§ **Tasks to carry out**:
A) In the commentary on Romney's health care flip-flop, restate the paragraph beginning "And until last Wednesday" in fewer words, keeping its main facts.
B) Answer these questions from the commentary on Romney's health care flip-flop:
(i) In what year did Romney initiate the Massachusetts health care reform act?
(ii) What does Romney now say he believes the mandate is?
(iii) How many of the court's other eight justices regarded the fee as a tax?
C) Continue the commentary on Romney's health care flip-flop from its last sentence.

§ **Document passage**:

Segment Open

Romney strange flip-flop

photo Republican presidential candidate Gov. Mitt Romney speaks in Washington.

Mitt Romney's radical flip-flop on health care reform and the Obama administration's Affordable Care Act has been politically weird from the start. Before he began condemning the ACA in the GOP presidential primaries, he had accepted wide praise as the governor of Massachusetts for initiating, in 2007, the nation's first state-run universal health care reform act, which pioneered and modeled the use of a mandate requiring most citizens in Massachusetts to purchase health care insurance.

And until last Wednesday, Romney had emphasized that he still believed the ACA's penalty fee for not purchasing insurance was "not a tax." That fits its Republican conception: Republicans first proposed the idea of the purchase mandate in order to advocate for health reform without adopting a single-payer public plan, and a tax to support it. So it was logical that Romney maintained that specific position even after the Supreme Court's Chief Justice John Roberts declared the failure-to-purchase penalty a "tax" in the majority ruling a week earlier upholding the ACA's constitutionality.

But now, flip-flopping again, Romney says he believes the mandate is a "tax," and that that makes the reform plan more objectionable than before. He apparently changed positions to mesh with the new and patently false GOP rant that President Obama "disguised" the tax and deceived Americans about the nature of the health-care reform plan.

Roberts' opinion, to be sure, ruled the penalty fee for not purchasing health insurance was constitutional because it effectively could be seen as a tax properly levied by the federal government to help bring order to, and full participation in, the nation's health care system. None of the court's other eight justices regarded the fee as a tax. But though Roberts' position was unexpected, the four liberals who signed the Roberts' opinion did so because they found the ACA constitutional on other grounds.

Segment Closed

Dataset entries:
Segment Open

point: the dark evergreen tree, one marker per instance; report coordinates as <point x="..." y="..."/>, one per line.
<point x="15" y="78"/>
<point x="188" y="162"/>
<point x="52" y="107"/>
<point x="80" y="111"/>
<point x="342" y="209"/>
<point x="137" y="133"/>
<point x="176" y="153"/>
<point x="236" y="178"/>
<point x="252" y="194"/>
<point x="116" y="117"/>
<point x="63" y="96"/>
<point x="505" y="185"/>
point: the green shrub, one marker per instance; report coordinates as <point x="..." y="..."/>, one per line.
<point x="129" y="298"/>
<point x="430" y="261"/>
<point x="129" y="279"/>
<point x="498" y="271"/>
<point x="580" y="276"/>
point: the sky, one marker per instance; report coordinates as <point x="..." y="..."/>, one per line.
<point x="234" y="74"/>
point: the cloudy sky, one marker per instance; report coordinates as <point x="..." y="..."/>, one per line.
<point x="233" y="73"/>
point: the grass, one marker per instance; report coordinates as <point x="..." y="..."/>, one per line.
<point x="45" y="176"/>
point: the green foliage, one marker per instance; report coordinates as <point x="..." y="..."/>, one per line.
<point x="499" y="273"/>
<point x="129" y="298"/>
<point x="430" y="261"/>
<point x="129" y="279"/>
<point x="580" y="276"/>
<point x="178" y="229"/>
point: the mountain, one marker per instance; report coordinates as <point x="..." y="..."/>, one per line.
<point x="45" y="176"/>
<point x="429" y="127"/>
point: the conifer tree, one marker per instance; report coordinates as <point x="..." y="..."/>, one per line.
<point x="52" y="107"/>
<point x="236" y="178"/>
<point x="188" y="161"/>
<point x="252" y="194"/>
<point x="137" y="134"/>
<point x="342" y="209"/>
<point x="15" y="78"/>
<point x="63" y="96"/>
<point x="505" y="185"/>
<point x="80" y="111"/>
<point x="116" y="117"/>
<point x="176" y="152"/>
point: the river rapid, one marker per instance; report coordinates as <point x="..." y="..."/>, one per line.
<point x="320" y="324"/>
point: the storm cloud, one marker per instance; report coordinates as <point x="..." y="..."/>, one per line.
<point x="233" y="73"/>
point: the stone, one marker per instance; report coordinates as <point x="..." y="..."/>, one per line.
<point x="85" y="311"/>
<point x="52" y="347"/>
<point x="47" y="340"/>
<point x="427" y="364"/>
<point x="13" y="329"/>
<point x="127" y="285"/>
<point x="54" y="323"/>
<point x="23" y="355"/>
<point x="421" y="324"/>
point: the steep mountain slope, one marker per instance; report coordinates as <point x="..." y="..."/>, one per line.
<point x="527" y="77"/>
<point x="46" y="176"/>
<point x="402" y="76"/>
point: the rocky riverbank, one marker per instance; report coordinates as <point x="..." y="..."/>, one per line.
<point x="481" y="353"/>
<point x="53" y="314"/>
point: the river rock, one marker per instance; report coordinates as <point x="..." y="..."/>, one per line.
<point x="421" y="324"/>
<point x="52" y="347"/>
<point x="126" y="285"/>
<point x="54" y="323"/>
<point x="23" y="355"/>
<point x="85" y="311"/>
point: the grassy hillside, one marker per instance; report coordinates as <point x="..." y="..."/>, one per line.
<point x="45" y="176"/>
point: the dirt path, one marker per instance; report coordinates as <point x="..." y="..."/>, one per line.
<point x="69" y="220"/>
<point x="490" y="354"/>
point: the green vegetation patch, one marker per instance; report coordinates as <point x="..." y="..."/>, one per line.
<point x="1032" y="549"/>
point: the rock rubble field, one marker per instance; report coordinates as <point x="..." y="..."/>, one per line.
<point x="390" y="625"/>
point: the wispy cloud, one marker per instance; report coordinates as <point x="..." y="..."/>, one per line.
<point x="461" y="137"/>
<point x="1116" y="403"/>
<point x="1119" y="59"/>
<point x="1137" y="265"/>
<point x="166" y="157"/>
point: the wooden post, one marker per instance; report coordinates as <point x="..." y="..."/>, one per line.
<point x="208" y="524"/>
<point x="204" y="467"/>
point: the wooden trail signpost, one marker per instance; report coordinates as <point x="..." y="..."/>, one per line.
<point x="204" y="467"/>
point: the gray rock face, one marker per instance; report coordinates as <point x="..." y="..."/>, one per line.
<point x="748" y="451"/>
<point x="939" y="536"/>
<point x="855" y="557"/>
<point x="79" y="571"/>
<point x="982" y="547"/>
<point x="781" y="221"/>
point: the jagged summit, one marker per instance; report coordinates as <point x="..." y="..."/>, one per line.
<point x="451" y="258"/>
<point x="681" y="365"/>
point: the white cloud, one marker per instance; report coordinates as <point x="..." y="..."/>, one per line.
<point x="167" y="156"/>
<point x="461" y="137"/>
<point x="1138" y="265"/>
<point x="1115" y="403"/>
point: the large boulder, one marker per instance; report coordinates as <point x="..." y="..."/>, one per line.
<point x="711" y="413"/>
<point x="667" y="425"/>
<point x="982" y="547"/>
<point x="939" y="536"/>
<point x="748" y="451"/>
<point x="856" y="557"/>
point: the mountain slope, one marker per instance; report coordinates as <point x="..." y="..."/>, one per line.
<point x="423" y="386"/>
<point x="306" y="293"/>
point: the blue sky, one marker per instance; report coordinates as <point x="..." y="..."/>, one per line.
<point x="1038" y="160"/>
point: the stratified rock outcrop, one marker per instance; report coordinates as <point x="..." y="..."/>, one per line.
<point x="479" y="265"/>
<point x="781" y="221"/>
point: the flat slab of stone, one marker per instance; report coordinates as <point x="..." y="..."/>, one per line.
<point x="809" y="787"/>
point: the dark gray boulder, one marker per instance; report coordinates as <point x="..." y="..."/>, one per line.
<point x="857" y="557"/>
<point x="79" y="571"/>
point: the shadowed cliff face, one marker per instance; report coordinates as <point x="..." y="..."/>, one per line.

Segment Closed

§ **Results by task**:
A) Until last Wednesday, Romney held that the ACA's penalty for not buying insurance was "not a tax." This matched the Republican idea behind the purchase mandate, which was first proposed as a way to back health reform without a single-payer public plan and a tax to support it. He kept this view even after Chief Justice John Roberts called the penalty a "tax" a week earlier in the majority ruling that upheld the ACA.

B)
(i) 2007
(ii) A "tax"
(iii) None

C)
Regardless, Roberts' penalty-as-tax ruling can be seen as a logical position for the court. Though long deferred, it follows the legal fabric of Congress' establishment of the Emergency Treatment and Labor Act (EMTALA) in 1986, which declared that all Americans had a basic right to health care and could not be legally denied emergency care by hospitals, or dumped on public hospitals. Hence the view of the penalty as a tax may logically be seen as a means, finally, for funding the 26-year-old the emergency care mandate, which has had the effect of shifting the enormous costs for uninsured patients admitted through hospitals' emergency rooms to the bills of insured patients. No one in the health-care industry disputes the onerous burden of such cost-shifting.

Still, Chief Justice Roberts' view of the penalty fee as a tax came as a surprise not just to the Obama administration, which had argued that a penalty fee was needed and legally viable under the Constitution's commerce clause. Virtually every informed judicial observer, whether for or against reform, agreed that the debate was properly framed as to whether a personal mandate to purchase insurance met the test of the commerce clause. Most took that position due to the federal government's gargantuan stake in support of health care generally across the nation, through Medicare, Medicaid, veterans' care and support of public hospitals for disproportional emergency care expenses.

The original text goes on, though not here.